**About this exercise**
Look in the material below for the line holding "Query: dark shadow". Set it down exactly, with each later line up to and including the line holding "Query: seated spectator".

Input section start

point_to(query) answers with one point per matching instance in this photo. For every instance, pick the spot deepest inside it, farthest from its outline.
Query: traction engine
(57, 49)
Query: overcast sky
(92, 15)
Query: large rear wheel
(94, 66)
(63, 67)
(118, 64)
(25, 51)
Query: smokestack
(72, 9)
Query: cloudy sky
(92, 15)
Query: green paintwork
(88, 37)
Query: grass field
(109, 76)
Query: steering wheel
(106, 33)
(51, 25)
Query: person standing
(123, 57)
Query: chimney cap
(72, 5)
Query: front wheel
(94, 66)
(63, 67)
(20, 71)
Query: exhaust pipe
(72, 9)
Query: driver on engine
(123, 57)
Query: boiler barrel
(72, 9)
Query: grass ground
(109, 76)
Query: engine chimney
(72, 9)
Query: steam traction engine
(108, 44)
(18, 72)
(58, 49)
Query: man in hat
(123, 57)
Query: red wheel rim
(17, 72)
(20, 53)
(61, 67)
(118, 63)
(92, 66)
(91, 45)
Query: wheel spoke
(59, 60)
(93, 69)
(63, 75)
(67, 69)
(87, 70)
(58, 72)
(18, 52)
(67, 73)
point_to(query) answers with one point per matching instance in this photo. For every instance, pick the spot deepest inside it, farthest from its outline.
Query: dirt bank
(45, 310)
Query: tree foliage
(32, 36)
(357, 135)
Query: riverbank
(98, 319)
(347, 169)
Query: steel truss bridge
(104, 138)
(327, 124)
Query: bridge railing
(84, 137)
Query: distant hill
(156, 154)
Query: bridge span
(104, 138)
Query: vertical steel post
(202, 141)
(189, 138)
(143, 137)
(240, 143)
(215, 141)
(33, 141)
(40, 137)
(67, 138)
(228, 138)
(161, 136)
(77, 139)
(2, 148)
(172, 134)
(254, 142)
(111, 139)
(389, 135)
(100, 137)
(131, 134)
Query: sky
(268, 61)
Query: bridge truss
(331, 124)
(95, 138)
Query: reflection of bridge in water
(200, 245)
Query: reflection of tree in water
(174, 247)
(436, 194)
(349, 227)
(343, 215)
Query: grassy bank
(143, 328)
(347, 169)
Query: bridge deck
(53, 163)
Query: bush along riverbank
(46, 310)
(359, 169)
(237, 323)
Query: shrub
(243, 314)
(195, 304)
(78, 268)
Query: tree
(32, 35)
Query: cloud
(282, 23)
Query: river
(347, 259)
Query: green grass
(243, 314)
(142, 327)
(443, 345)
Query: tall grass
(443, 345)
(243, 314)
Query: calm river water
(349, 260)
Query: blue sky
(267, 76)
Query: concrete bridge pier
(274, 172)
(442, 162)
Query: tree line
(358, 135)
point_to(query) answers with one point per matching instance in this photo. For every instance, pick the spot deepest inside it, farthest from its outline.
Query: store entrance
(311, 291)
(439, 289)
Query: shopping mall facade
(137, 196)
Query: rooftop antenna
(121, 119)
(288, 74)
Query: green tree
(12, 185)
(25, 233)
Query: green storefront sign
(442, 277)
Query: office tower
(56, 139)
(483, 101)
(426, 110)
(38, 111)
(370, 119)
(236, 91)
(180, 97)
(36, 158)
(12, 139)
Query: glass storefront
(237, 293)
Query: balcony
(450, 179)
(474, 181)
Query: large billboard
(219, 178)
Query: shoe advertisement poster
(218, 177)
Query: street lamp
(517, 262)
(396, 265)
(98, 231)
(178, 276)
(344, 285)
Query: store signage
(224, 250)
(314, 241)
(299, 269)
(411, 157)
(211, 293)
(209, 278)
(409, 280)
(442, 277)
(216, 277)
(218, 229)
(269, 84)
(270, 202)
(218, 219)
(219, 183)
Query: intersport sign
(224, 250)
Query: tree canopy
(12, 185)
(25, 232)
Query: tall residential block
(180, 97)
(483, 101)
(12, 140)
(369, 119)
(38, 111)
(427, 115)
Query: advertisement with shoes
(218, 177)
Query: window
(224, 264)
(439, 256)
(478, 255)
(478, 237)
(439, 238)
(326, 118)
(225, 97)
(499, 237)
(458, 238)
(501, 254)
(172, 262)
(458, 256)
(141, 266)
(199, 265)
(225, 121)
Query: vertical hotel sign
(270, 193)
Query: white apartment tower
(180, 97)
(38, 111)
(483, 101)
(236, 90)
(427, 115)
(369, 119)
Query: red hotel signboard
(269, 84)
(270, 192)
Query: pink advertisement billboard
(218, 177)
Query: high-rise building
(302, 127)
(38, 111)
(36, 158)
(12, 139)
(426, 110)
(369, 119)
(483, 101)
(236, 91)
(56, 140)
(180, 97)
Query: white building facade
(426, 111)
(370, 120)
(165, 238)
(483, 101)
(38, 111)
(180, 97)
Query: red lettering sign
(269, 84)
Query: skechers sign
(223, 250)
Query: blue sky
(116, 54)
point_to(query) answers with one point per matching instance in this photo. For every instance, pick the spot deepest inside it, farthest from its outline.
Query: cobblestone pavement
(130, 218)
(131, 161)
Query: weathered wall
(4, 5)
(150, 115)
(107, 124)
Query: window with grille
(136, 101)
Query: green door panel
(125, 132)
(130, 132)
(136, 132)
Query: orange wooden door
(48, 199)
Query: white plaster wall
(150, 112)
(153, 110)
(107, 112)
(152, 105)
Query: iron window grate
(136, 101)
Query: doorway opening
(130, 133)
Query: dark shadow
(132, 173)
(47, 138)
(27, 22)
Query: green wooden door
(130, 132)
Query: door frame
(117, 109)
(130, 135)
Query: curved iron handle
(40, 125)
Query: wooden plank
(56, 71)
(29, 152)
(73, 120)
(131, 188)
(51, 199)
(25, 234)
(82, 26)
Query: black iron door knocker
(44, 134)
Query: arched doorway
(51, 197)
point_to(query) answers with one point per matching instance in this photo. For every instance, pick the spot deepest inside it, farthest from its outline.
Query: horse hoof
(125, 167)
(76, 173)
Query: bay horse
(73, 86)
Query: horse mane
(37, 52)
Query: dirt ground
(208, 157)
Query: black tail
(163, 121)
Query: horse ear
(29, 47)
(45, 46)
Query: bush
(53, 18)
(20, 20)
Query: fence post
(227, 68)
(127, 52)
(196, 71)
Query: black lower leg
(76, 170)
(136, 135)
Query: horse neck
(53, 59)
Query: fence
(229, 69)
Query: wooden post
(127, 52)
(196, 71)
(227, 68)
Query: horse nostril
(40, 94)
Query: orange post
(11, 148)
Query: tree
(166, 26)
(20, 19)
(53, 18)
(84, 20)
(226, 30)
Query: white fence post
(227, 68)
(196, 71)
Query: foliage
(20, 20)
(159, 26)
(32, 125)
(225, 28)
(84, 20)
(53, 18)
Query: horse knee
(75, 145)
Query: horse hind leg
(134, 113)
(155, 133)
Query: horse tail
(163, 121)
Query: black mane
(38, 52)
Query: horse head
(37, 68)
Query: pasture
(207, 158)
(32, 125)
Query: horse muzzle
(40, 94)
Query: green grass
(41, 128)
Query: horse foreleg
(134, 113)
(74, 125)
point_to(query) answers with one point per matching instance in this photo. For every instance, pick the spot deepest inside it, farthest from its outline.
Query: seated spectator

Input section end
Input section start

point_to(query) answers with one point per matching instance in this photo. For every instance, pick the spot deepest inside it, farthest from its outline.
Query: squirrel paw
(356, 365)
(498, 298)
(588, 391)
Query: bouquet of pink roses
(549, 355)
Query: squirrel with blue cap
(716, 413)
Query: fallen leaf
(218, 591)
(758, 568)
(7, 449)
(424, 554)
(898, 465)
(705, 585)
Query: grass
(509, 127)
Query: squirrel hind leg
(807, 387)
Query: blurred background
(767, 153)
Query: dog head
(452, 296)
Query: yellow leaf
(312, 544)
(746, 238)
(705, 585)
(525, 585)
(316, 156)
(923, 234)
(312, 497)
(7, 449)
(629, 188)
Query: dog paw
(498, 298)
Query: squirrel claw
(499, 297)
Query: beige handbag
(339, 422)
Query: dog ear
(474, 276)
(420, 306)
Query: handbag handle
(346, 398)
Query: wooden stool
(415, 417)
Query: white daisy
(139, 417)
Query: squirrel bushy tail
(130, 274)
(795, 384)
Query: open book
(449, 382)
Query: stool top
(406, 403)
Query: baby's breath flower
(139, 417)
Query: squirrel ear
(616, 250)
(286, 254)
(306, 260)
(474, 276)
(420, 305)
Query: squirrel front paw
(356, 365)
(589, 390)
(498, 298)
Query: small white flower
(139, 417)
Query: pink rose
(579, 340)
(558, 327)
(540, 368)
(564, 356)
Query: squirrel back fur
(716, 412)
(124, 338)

Input section end
Input section start

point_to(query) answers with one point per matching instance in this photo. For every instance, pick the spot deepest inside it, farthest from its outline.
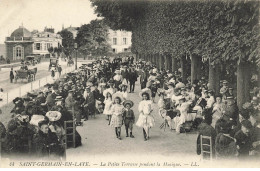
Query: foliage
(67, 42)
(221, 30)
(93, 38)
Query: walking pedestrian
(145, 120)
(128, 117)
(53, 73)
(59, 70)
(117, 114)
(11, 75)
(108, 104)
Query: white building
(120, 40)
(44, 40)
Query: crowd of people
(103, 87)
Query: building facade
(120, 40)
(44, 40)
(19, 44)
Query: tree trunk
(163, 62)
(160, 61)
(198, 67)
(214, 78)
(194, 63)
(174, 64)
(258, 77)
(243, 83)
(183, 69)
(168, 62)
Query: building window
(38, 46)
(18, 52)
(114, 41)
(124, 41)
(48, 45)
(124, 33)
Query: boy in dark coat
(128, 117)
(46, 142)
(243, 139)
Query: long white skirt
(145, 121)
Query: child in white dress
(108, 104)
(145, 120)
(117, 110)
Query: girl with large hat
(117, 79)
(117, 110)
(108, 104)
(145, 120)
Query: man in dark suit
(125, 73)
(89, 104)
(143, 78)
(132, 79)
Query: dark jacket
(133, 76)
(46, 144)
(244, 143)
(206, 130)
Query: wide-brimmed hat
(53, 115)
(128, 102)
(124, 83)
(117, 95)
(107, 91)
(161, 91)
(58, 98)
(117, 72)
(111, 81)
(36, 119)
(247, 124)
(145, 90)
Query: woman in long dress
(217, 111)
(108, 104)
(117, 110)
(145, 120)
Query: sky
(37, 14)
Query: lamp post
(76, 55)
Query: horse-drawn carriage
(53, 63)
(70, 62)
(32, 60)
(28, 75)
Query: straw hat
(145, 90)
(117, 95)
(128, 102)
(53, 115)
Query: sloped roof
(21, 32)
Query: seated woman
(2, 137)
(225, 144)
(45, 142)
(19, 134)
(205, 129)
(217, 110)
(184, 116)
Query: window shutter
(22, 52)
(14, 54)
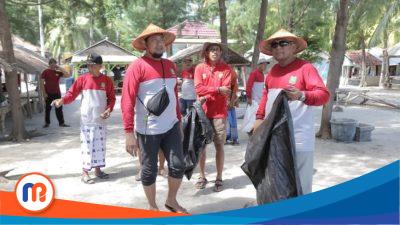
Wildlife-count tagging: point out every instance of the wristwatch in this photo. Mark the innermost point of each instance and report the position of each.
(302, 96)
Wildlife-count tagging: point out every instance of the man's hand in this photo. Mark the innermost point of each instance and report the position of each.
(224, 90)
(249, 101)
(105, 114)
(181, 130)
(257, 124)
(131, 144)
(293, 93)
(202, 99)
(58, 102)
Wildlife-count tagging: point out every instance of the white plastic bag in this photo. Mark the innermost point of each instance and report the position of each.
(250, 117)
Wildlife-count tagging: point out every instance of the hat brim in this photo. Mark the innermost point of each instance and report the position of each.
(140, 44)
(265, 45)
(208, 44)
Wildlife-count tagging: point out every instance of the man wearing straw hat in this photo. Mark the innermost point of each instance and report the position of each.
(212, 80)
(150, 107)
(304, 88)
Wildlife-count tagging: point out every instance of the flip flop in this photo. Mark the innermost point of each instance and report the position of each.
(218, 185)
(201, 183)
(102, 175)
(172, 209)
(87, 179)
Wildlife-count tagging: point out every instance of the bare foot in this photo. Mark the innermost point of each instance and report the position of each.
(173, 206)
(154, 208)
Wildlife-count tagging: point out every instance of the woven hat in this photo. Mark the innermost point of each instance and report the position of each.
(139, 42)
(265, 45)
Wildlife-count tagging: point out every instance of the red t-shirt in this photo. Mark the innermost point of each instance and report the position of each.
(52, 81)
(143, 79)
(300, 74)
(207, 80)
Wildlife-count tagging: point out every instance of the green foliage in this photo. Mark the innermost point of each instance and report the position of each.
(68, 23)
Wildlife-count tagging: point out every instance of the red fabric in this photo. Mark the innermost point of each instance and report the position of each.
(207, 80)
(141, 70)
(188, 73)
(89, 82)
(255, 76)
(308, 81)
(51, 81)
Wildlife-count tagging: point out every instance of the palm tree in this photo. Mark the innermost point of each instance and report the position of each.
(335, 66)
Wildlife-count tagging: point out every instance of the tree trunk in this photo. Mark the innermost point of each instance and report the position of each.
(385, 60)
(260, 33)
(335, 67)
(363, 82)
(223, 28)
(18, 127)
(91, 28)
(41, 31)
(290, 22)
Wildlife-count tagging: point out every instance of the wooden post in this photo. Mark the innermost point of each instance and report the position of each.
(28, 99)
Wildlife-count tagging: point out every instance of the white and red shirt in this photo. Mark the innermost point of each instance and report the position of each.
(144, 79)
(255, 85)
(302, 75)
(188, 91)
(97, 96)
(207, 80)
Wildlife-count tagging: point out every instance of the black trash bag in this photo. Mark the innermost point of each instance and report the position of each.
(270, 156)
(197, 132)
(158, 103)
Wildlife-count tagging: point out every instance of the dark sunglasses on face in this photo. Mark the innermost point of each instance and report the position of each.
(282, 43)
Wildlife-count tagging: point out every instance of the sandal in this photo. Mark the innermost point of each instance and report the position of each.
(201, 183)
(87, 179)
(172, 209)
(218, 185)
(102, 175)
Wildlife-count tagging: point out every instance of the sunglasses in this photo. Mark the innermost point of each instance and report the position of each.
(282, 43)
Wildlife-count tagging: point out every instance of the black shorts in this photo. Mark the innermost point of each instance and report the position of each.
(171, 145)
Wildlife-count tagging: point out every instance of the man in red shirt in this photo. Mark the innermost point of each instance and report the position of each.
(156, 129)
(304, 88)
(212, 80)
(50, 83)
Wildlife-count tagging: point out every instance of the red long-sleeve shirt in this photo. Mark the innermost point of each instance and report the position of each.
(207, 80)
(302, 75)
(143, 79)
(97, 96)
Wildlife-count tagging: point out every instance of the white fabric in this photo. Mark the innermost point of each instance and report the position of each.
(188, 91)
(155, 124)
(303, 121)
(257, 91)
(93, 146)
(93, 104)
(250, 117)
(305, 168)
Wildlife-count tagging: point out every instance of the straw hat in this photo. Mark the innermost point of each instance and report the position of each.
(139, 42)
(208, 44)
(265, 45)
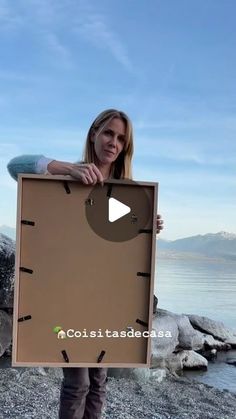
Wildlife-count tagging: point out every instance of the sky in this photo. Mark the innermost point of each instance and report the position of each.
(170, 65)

Input section end

**Answer area**
Query: dark shadow
(132, 173)
(47, 138)
(27, 22)
Query: green wooden door
(130, 132)
Query: door frame
(117, 109)
(130, 135)
Query: curved iron handle
(40, 125)
Query: wooden plank
(56, 71)
(29, 152)
(73, 120)
(131, 188)
(51, 199)
(25, 234)
(82, 26)
Query: black iron door knocker
(44, 134)
Query: arched doorway
(51, 197)
point_to(query) answers with one point per matching instance in this photo. For every instance, pick the spot deepest inside it, farthest from its outline.
Query: horse hoof
(125, 167)
(76, 173)
Query: bay horse
(73, 86)
Query: horse mane
(37, 52)
Query: dirt ground
(208, 157)
Query: black tail
(163, 121)
Query: horse ear
(29, 47)
(45, 46)
Query: bush
(53, 18)
(20, 20)
Query: fence post
(227, 68)
(127, 52)
(196, 71)
Query: black lower leg
(76, 170)
(136, 135)
Query: horse neck
(53, 59)
Query: fence
(229, 69)
Query: wooden post
(127, 52)
(196, 71)
(227, 68)
Query: horse nostril
(40, 94)
Query: orange post
(11, 148)
Query: tree
(166, 26)
(20, 19)
(53, 18)
(84, 20)
(226, 30)
Query: white fence post
(227, 68)
(196, 71)
Query: foliage
(20, 20)
(159, 26)
(32, 125)
(225, 28)
(84, 20)
(53, 18)
Query: horse knee
(75, 145)
Query: horse hind leg
(134, 113)
(155, 133)
Query: horse tail
(163, 121)
Query: black mane
(38, 52)
Query: horse head
(37, 68)
Query: pasture
(207, 158)
(32, 125)
Query: horse muzzle
(40, 94)
Query: green grass
(41, 128)
Query: horse foreleg
(134, 113)
(74, 125)
point_to(query) answers with one point per matching instance in this photo. For every instance, pick the spot deepest inside it, farthest from its outline.
Query: seated spectator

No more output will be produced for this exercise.